Next Generation Wound Treatment

Annually over 18 million patients globally suffer from chronic wounds, of which over 50% will develop a localised infection due to biofilms, a major impediment to wound healing, and long term health. This can lead to increased health service costs, morbidity and further complications for the patient, which ultimately includes amputation. The indicative annual cost for wound management in Europe accounts for 2–4% of health-care budgets and has been estimated to be as high as €10 billion.

Current antimicrobials in woundcare have limited effectiveness against biofilms. The project, ‘Development of Next Generation synergistic antibiofilm treatments for wounds’ was awarded an NBIC Proof of Concept (POC) award and in-kind contributions from 5DHPG Ltd, enabling process development work and prototype production to be carried out at the University of Leeds, whilst 5DHPG supplied raw materials and carried out antimicrobial and antibiofilm testing.

The innovative approach of the project was the development of a synergistic combination of both antimicrobials in combination with 5Ds patent protected antibiofilm agents into one formulation, and its incorporation into modern hydrogel-based low adherent fibrous wound dressing. Two synergistic compositions, including metalised chelating agents applied to both carboxymethylcellulose and alginate substrates exhibited outstanding antibiofilm performance. With further development work, these technologies could be readily commercialised by companies operating in the advanced wound care space.

The model is used to reproduce biofilms on glass coupons under defined conditions suitable for testing the efficacy of antimicrobials and materials impregnated with antimicrobials. The model can be adapted to allow for the growth of biofilm on skin and wound dressings.

Dr Steve Law, Research and Innovation Manager, 5D Health Protection Group Ltd said,

“The novel antibiofilm technologies had been developed to laboratory scale by 5DHPG Ltd, but the NBIC award allowed the exploration of how the technologies could be applied on modern wound care substrates and also enabled evaluation of wound dressing prototypes in robust antibiofilm models”.

The project has been successfully completed, with all outcomes achieved. Two routes for advancement of the project are being pursued: sharing of the results with targeted industry partner(s) with a view to generate collaboration and co-development projects, and to seek further funding based on further development of synergistic antibiofilm compositions and further development of deployment techniques.
____
Prompt A: In the wound treatment text, where were process development work and prototype production carried out?
Prompt B: Write out the passage of the wound treatment text starting with "The innovative approach" and going on through "wound care space.", switching "outstanding" to "excellent".
____
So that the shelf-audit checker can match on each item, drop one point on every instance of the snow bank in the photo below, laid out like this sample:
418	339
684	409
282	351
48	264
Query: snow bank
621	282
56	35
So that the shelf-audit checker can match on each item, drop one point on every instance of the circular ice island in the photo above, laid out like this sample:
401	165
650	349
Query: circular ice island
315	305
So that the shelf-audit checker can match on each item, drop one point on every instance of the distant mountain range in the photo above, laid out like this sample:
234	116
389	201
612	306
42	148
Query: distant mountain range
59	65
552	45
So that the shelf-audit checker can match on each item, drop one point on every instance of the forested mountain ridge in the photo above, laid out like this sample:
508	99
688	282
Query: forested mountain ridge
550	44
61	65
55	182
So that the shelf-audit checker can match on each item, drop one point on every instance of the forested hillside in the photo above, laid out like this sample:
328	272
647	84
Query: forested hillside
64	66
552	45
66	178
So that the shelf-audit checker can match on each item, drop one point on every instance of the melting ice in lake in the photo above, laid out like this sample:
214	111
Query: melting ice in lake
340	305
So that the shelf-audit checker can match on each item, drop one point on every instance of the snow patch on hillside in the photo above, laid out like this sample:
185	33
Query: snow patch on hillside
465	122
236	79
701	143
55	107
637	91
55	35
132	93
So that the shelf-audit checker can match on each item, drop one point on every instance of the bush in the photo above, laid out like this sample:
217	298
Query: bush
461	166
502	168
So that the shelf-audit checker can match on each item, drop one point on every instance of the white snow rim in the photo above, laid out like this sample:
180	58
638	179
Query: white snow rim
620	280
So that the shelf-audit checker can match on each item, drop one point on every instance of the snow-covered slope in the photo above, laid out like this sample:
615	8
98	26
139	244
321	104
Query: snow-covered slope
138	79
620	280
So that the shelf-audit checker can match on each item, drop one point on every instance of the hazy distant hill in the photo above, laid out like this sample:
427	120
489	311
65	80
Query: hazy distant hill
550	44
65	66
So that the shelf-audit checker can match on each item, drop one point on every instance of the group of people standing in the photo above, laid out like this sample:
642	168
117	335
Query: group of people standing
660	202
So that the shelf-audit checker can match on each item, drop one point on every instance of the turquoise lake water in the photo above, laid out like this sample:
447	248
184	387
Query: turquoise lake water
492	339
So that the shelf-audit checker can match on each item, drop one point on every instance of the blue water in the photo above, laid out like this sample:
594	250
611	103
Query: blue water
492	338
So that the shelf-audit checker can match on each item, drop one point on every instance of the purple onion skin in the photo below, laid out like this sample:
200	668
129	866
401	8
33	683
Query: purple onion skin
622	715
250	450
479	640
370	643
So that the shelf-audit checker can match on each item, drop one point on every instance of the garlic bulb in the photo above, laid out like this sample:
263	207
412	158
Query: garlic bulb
____
Response A: At the University of Leeds.

Response B:
The innovative approach of the project was the development of a synergistic combination of both antimicrobials in combination with 5Ds patent protected antibiofilm agents into one formulation, and its incorporation into modern hydrogel-based low adherent fibrous wound dressing. Two synergistic compositions, including metalised chelating agents applied to both carboxymethylcellulose and alginate substrates exhibited excellent antibiofilm performance. With further development work, these technologies could be readily commercialised by companies operating in the advanced wound care space.